- [Exercise goal]
Reproduce each of the rows below verbatim, leaving out the pictures.

- [Dataset extract]
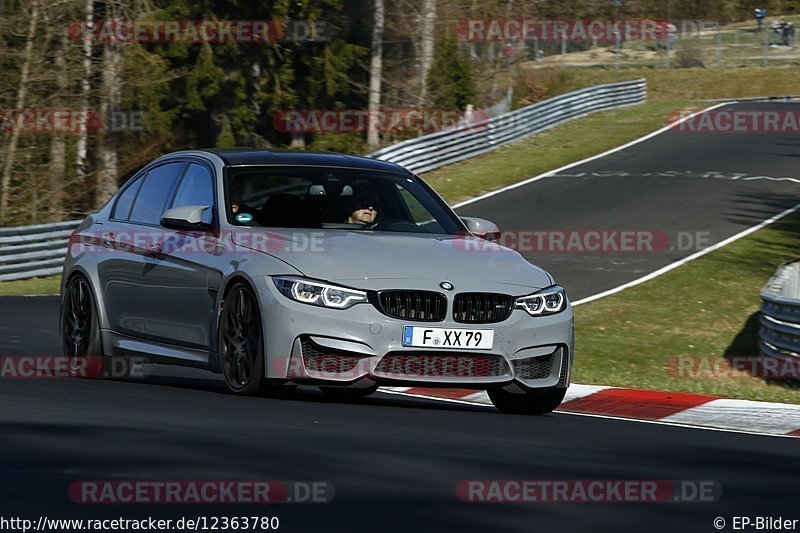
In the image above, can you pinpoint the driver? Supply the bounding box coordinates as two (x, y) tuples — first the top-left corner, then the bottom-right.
(345, 191), (379, 225)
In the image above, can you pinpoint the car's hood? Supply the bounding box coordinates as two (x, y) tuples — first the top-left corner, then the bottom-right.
(238, 230), (553, 295)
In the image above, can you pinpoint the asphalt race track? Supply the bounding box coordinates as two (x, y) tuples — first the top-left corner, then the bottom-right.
(459, 103), (800, 301)
(0, 102), (800, 532)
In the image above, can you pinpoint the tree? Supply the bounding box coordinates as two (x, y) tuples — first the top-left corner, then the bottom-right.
(0, 0), (39, 223)
(367, 0), (386, 148)
(419, 0), (436, 107)
(430, 38), (475, 110)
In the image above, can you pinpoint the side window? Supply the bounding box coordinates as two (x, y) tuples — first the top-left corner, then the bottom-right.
(130, 162), (184, 224)
(171, 163), (214, 224)
(111, 176), (145, 220)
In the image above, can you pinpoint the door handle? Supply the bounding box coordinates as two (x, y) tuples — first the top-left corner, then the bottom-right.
(147, 243), (161, 257)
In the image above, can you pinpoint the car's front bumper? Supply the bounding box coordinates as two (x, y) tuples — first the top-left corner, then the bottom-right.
(257, 277), (574, 389)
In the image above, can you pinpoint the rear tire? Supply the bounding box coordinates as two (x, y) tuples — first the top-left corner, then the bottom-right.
(488, 389), (567, 415)
(218, 283), (266, 396)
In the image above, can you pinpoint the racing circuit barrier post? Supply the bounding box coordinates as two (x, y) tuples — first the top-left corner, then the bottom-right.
(758, 260), (800, 361)
(368, 79), (647, 174)
(0, 79), (647, 281)
(0, 220), (80, 281)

- [Complete response]
In the image above, can you pinpoint the driver? Supply the bounding box coordinates as two (x, y) tuples — first the top-left corner, then the bottom-right.
(345, 191), (379, 225)
In the image above, can you pinpoint the car's hood? Supply the bounding box coordinates as two (x, y) tuples — first the top-left corner, then the bottom-right.
(238, 230), (553, 295)
In the image above, can you pinpoint the asphalt race track? Supply the bounding box coordinates as two (x, y) tuples — first the top-left corner, then the bottom-right.
(459, 103), (800, 301)
(0, 102), (800, 532)
In the image above, can you pinpoint the tree? Supply the bounding box coordinates as two (x, y) tuples — first the top-left corner, then the bottom-right.
(0, 0), (39, 223)
(367, 0), (386, 148)
(419, 0), (436, 107)
(430, 38), (475, 110)
In the image above, can you pinpoint the side window? Supply the bounding box coordinates as two (x, y) tuples — first the top-left corner, then the bottom-right.
(130, 162), (184, 224)
(171, 163), (214, 224)
(111, 176), (145, 220)
In the image above, can you pinpoint the door handle? Supply the bounding box coordinates as two (x, y) tuples — first the top-left corner, then the bottom-right.
(147, 243), (161, 257)
In the image above, can you pinpoint the car's front bumper? Supply the bounding box coordinates as two (x, y) tuples — first the top-left corner, then the bottom-right.
(257, 277), (574, 389)
In the image above, can you pinpoint the rear tire? Supply the bounding box coordinates as two (x, y) tuples — first the top-left corner, then the bottom-right.
(488, 389), (567, 415)
(218, 283), (266, 396)
In the image above, can you pinpoint the racing circuit barrier post? Supply the bounding box coordinates as two (x, y) tuples — first the top-left corner, then the bottom-right.
(758, 260), (800, 361)
(368, 79), (647, 174)
(0, 79), (647, 281)
(0, 220), (80, 281)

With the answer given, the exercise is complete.